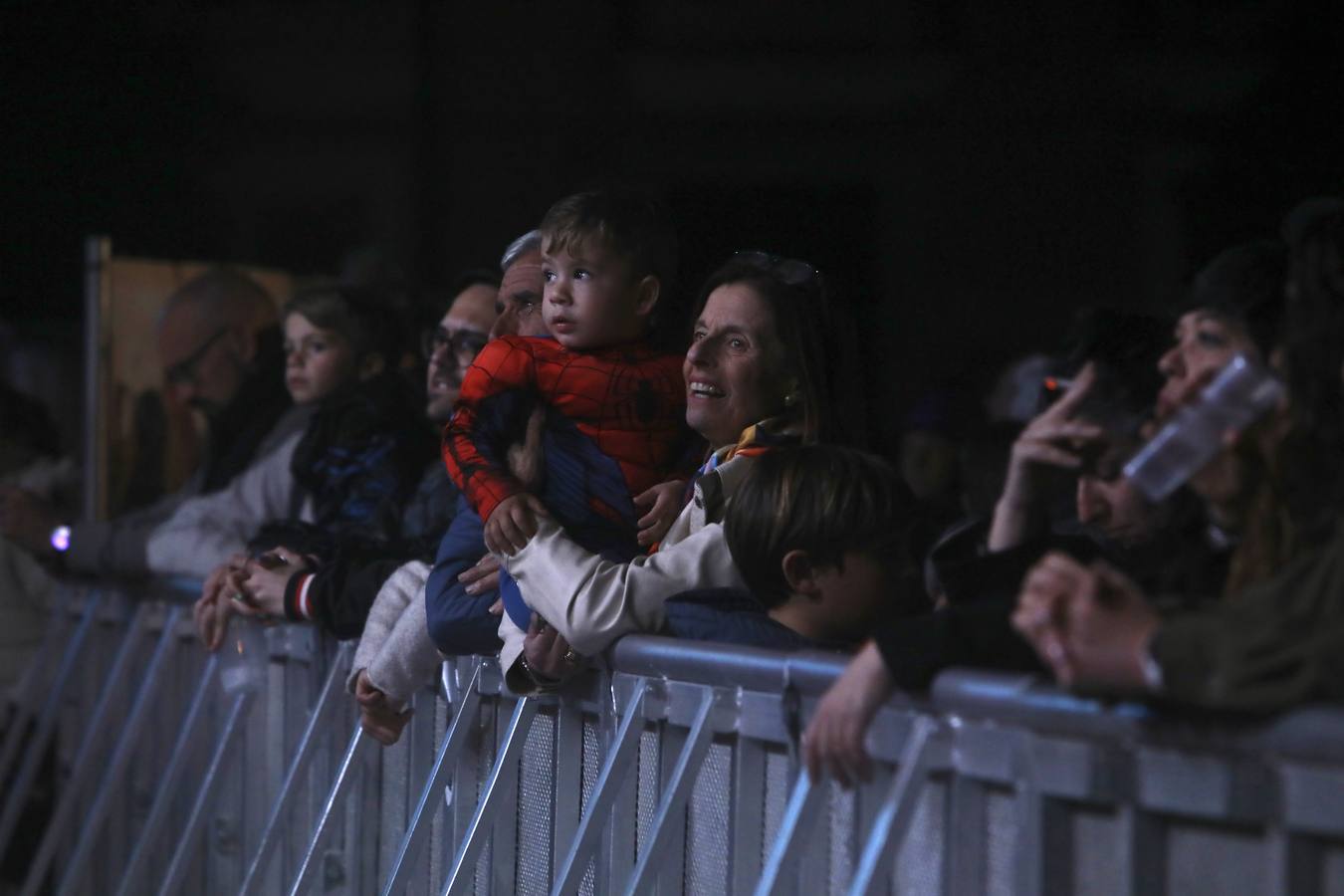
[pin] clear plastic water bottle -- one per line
(244, 657)
(1239, 395)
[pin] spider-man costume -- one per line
(614, 426)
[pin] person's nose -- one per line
(1172, 364)
(558, 292)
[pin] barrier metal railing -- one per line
(676, 770)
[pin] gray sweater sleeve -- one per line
(395, 648)
(117, 547)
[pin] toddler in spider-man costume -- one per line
(611, 402)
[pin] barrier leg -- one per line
(603, 792)
(413, 841)
(460, 879)
(84, 765)
(188, 841)
(46, 724)
(674, 798)
(897, 811)
(164, 795)
(27, 704)
(113, 774)
(298, 766)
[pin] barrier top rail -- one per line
(1025, 700)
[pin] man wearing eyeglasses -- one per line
(221, 350)
(336, 592)
(450, 346)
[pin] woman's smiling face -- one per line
(736, 371)
(318, 361)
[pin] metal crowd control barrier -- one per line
(675, 772)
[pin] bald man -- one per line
(221, 352)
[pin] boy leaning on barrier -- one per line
(613, 434)
(820, 535)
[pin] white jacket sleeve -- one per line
(395, 648)
(591, 600)
(207, 530)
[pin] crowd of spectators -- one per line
(610, 461)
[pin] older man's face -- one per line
(202, 358)
(460, 336)
(521, 299)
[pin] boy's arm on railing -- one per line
(591, 600)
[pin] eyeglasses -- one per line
(463, 342)
(184, 371)
(790, 270)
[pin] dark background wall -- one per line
(968, 172)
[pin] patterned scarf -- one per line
(759, 438)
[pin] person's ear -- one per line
(371, 365)
(647, 295)
(799, 573)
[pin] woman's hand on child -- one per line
(221, 596)
(664, 504)
(483, 576)
(833, 741)
(514, 523)
(1089, 623)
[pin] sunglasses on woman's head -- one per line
(790, 270)
(463, 342)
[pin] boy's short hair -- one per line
(626, 222)
(357, 314)
(821, 499)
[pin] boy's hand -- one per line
(514, 523)
(376, 716)
(664, 503)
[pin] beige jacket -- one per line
(591, 602)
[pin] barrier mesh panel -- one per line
(535, 784)
(1209, 860)
(707, 838)
(776, 795)
(591, 769)
(841, 835)
(1098, 861)
(1001, 841)
(647, 796)
(920, 857)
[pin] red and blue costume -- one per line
(614, 427)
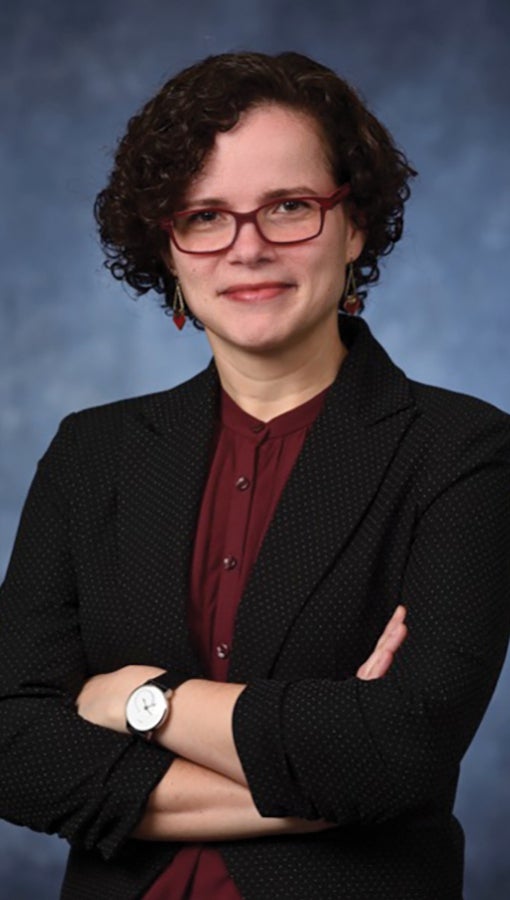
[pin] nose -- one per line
(249, 246)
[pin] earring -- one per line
(178, 307)
(351, 303)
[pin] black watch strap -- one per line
(169, 680)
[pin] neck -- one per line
(267, 385)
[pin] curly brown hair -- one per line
(167, 143)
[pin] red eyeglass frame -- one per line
(325, 203)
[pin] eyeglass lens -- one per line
(286, 221)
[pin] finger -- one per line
(380, 660)
(396, 619)
(376, 666)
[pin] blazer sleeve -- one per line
(58, 773)
(366, 751)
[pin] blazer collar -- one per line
(165, 462)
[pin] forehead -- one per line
(271, 147)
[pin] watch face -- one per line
(146, 708)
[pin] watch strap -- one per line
(169, 680)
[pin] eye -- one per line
(200, 219)
(292, 205)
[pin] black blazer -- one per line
(401, 493)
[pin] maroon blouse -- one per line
(251, 464)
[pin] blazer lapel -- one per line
(163, 470)
(336, 477)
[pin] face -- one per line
(257, 297)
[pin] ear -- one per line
(355, 241)
(166, 256)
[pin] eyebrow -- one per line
(298, 191)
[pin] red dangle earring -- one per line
(178, 307)
(351, 303)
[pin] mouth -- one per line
(263, 290)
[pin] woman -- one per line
(190, 743)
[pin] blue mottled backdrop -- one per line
(438, 74)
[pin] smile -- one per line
(264, 290)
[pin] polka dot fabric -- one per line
(401, 493)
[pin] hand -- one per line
(380, 660)
(102, 699)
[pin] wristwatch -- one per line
(148, 706)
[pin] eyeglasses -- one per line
(287, 220)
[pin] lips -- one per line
(262, 290)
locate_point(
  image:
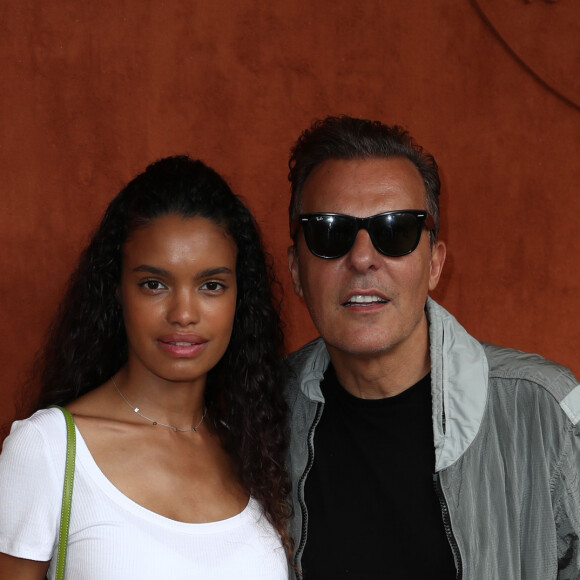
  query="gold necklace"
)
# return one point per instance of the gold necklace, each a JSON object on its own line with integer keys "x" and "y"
{"x": 152, "y": 421}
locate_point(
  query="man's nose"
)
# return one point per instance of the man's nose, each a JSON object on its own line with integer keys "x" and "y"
{"x": 363, "y": 255}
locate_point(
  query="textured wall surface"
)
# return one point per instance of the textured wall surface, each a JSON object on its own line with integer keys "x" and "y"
{"x": 93, "y": 92}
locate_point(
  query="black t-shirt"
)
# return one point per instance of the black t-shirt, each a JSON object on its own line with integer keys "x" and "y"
{"x": 373, "y": 512}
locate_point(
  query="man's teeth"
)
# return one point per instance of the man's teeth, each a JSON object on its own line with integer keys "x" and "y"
{"x": 360, "y": 299}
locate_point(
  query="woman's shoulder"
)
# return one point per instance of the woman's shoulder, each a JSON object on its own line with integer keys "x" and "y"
{"x": 44, "y": 432}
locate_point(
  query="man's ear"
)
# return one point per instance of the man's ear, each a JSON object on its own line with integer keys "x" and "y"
{"x": 294, "y": 270}
{"x": 438, "y": 253}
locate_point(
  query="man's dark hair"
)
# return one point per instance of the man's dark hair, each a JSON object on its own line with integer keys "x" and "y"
{"x": 348, "y": 138}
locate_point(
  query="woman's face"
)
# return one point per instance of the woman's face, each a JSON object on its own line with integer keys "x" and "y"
{"x": 178, "y": 295}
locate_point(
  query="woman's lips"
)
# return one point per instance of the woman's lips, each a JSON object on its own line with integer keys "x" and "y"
{"x": 182, "y": 346}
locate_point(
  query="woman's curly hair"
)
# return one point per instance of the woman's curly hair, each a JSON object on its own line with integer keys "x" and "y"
{"x": 87, "y": 343}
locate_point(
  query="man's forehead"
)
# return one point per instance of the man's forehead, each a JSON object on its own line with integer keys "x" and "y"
{"x": 363, "y": 185}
-=-=-=-=-
* _WORK ORDER_
Count how many lines in the data above hold the string "query", and give the number with no other words.

* _SOLUTION FOR THIS EXERCISE_
12